Prompt 1
Duplicate, word for word, the stretch of the font licensing post from "I'm not aware" through "patents, of course.)".
Prompt 2
Pick up the forum post on font licensing after its final sentence and continue it.
[START OF Page excerpt]
Postby onpon4 » 07 Mar 2016, 06:26

If you're using a font which has licensing problems, you shouldn't be using that font. Lots of systems (like Debian and Fedora) just won't have it if that's the case. There are plenty of libre fonts to choose from.

And a font's copyleft clause doesn't relate at all to a game using the font, because the font is a separate work distributed alongside the game program, not a part of the game program.

Usually the legal workaround is to prerender the font to a bitmap and just use the bitmap


I'm not aware of any patents on font formats, and even if they exist, I don't want to know about them. Ignorance is actually a legitimate (partial) defense against claims of patent infringement, and given how numerous and ridiculous software idea patents can be, it's a programmer's best defense to remain ignorant of as many of them as possible. (Ironic, since the whole point of the patent system was to get people with good ideas to publish them, but that's the insanity of software idea patents, of course.)

But for restrictive copyright licenses, using a bitmap version may or may not help depending on jurisdiction. Font faces cannot be copyrighted in the U.S., so a basic raster graphic version of a font face will not cause you trouble there. But for example, my understanding is they are copyrighted in the U.K.
[END OF Page excerpt]
[START OF Excerpted data]
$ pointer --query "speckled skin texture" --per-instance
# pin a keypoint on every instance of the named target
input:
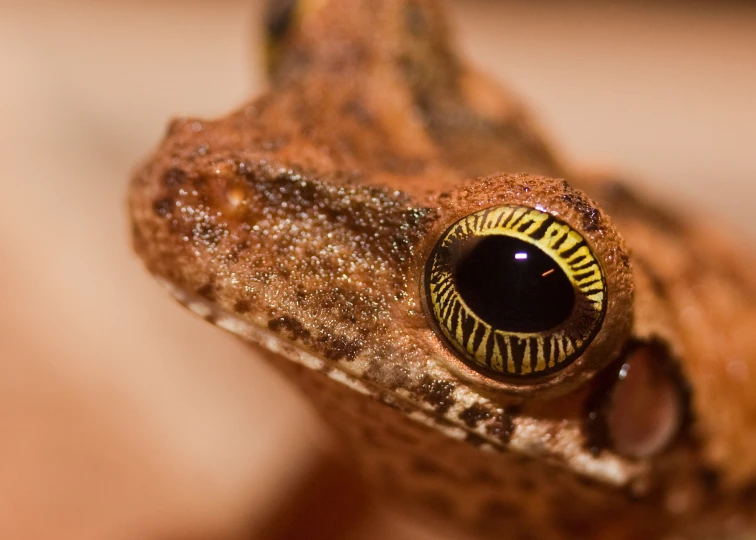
(302, 223)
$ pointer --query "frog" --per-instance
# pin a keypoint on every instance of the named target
(501, 341)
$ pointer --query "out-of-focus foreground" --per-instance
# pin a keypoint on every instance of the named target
(121, 415)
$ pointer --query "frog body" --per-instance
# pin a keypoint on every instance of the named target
(304, 223)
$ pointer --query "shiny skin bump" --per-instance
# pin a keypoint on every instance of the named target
(560, 298)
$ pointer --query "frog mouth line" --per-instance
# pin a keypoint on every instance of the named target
(608, 469)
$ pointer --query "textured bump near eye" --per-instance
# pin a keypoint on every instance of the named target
(516, 292)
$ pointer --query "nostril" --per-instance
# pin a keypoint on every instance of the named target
(643, 410)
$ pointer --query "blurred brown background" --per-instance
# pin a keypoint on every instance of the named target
(121, 415)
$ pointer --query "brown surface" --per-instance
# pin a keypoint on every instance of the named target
(124, 417)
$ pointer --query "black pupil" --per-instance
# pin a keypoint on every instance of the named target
(513, 285)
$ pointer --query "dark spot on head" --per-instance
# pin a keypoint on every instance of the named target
(174, 177)
(621, 200)
(589, 213)
(336, 348)
(163, 207)
(242, 307)
(710, 478)
(289, 327)
(437, 393)
(474, 439)
(207, 291)
(437, 502)
(474, 414)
[END OF Excerpted data]
Task result 1
I'm not aware of any patents on font formats, and even if they exist, I don't want to know about them. Ignorance is actually a legitimate (partial) defense against claims of patent infringement, and given how numerous and ridiculous software idea patents can be, it's a programmer's best defense to remain ignorant of as many of them as possible. (Ironic, since the whole point of the patent system was to get people with good ideas to publish them, but that's the insanity of software idea patents, of course.)

Task result 2
"disk space is hardly anything its okay" is not an excuse to everything, and being against bloat doesn't imply it's for dinosaur computer development only.

The justification for distributing font files with games hasn't been expressed in this thread, but it isn't "disk space is hardly anything its okay". It's "there is absolutely no standard whatsoever for what system fonts are available, and if I try to use a system font that's unavailable, the visuals of the game could be completely ruined depending on what font actually ends up being used". It's exactly the same reason PDFs embed the fonts they use. If you want to make sure something that includes text looks exactly the same on every system, including the font is usually the most efficient way to do it.